**本文:**
□ □ □
アーン・シャンカーは締めくくりとして、次のように述べました:「皆さんが今日ここで行っていることは、すでに違いを生み出しています。影響力があるのです。私たちが行動を起こすことで、思考から行動への移行が始まります。そして、それこそがAIの未来を共に創造する第一歩なのです。」
このセッションを通じて、参加者たちはAIの未来に対する漠然とした不安や期待を、具体的で実行可能な行動計画へと変換することができました。
7. ワークショップの振り返りと今後の展望
AI Futuresワークショップの締めくくりとして、参加者とファシリテーターがワークショップ全体を振り返りました。このセッションでは、ワークショップの進行方法や内容について率直なフィードバックが共有されました。
7.1 参加者からのフィードバック
参加者たちは、ワークショップの構造や内容について様々な意見を提供しました。特に高く評価されたのは、グループ間の活発な対話と参加意欲の維持でした。ある参加者は次のように述べました。「特に今日のこの部屋では、小さくて簡単に騒がしくなり得る環境で、グループがまだとても活発で熱心であるようにマネジメントしたのは、本当に上手くいったと思います。」
また、ワークショップの進行方法についても好意的なコメントがありました。「騒音やその他すべてをうまく管理していました。」という声が聞かれました。
一方で、改善の余地もあると指摘されました。特に、ワークショップの冒頭における主催者の自己紹介と目的の説明について、より明確にすべきだという意見がありました。ある参加者は次のように述べています。「最初のピッチがあまり明確ではありませんでした。それは重要だと思います。なぜなら、人々はあなたたち個人を覚える必要があるからです。」
また、ワークショップの全体的な構造についても、より明確な説明が必要だという指摘がありました。「あなたたちの自己紹介や、ワークショップ全体を通じてのトランジションをもっと明確にすることで、人々があなたたちを信頼できる人として認識し、全体の流れをよりよく理解できたと思います。」
7.2 ファシリテーターの反省と学び
ファシリテーターたちも、ワークショップの進行について振り返りを行いました。特に、パネルディスカッションのモデレーションについては改善の余地があると感じていました。ファシリテーターの一人は次のように述べています。「パネルのモデレーションについては、もっと学ぶ必要があります。これは私たちが普段行っている能力ではありませんでした。」
また、共同ファシリテーションの課題についても言及がありました。「通常、私は単独のリードファシリテーターとして部屋を仕切り、すべてのタイミングを管理します。あなたと一緒に作業する中で、昨日誰かが何かをしてほしいと言っていたときに、あなたがそこでスペースを保持していて、私があなたとつながっていなかったり、何が起こっているのかわかっていなかったりしたことが明らかになりました。」
□ □ □
**課題 A:**
本文によると、AI Futuresワークショップの構造や内容について、参加者が特に高く評価したのは何ですか。
**課題 B:**
AI Futuresワークショップを振り返った本文の続きを、最後の文の後から書いてください。
データ項目は本文の内容とは関係がありません。

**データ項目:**
□ □ □
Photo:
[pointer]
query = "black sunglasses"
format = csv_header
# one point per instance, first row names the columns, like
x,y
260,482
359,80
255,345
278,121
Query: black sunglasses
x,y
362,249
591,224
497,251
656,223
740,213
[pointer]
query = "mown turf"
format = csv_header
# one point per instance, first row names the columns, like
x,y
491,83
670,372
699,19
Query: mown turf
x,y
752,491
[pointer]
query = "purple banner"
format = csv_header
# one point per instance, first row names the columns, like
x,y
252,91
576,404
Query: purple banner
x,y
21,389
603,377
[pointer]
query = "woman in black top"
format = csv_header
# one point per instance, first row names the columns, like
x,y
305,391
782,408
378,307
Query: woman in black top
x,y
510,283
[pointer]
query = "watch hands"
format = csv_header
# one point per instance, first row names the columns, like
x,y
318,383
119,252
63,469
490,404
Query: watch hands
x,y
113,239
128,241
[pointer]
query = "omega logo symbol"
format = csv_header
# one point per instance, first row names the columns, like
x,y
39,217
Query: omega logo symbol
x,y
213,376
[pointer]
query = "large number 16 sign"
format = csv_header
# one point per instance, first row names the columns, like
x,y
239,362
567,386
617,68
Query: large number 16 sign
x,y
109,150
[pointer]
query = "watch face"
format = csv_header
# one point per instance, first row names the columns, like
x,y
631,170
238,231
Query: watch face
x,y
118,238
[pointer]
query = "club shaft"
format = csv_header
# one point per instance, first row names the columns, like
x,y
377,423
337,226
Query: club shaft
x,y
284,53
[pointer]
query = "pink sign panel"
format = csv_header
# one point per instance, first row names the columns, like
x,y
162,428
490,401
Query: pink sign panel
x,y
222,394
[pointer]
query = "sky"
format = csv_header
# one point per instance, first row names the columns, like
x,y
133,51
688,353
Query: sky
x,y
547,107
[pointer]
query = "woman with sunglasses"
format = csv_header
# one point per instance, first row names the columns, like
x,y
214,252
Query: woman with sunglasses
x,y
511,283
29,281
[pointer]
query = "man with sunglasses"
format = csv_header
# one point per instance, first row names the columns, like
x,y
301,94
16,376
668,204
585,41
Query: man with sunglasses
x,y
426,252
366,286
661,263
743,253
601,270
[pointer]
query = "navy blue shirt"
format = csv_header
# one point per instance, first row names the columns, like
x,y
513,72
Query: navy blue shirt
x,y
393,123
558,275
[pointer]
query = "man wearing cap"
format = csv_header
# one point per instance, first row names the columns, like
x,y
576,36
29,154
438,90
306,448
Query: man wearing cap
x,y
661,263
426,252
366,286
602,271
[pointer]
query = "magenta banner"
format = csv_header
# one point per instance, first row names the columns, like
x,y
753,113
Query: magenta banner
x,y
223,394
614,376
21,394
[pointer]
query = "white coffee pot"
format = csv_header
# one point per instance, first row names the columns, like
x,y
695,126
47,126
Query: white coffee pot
□ □ □
**最終回答 A:**
グループ間の活発な対話と参加意欲の維持です。

**最終回答 B:**
これらの反省から、ファシリテーター間のより良いコミュニケーションと役割分担の重要性が認識されました。
7.3 今後の展望
参加者とファシリテーターからのフィードバックを基に、今後のAI Futuresワークショップに向けていくつかの改善点が示唆されました。主な点としては、ワークショップの冒頭での明確な自己紹介と目的説明、パネルディスカッションのモデレーションスキルの向上、共同ファシリテーションの改善などが挙げられます。
ファシリテーターたちは、今回の経験を貴重な学びの機会として捉えています。「これは継続的な学習のプロセスです。毎回、新しい課題と機会に直面しますが、それこそがこのような未来志向のワークショップの本質なのです。」
AI Futuresワークショップは、AIの未来について多様な視点から考え、対話し、行動するためのプラットフォームとしての役割を果たしました。参加者の一人は次のように締めくくりました。「全体として、このワークショップは非常にエネルギッシュで刺激的なものでした。AIの未来について考える新しい視点を得ることができました。」
8. 結論:AIの未来を共に創造する
AI Futuresワークショップは、人工知能の未来を多角的に検討し、望ましい未来像を描くという重要な目的を達成しました。このセッションでは、ワークショップ全体を通じて得られた主要な洞察をまとめました。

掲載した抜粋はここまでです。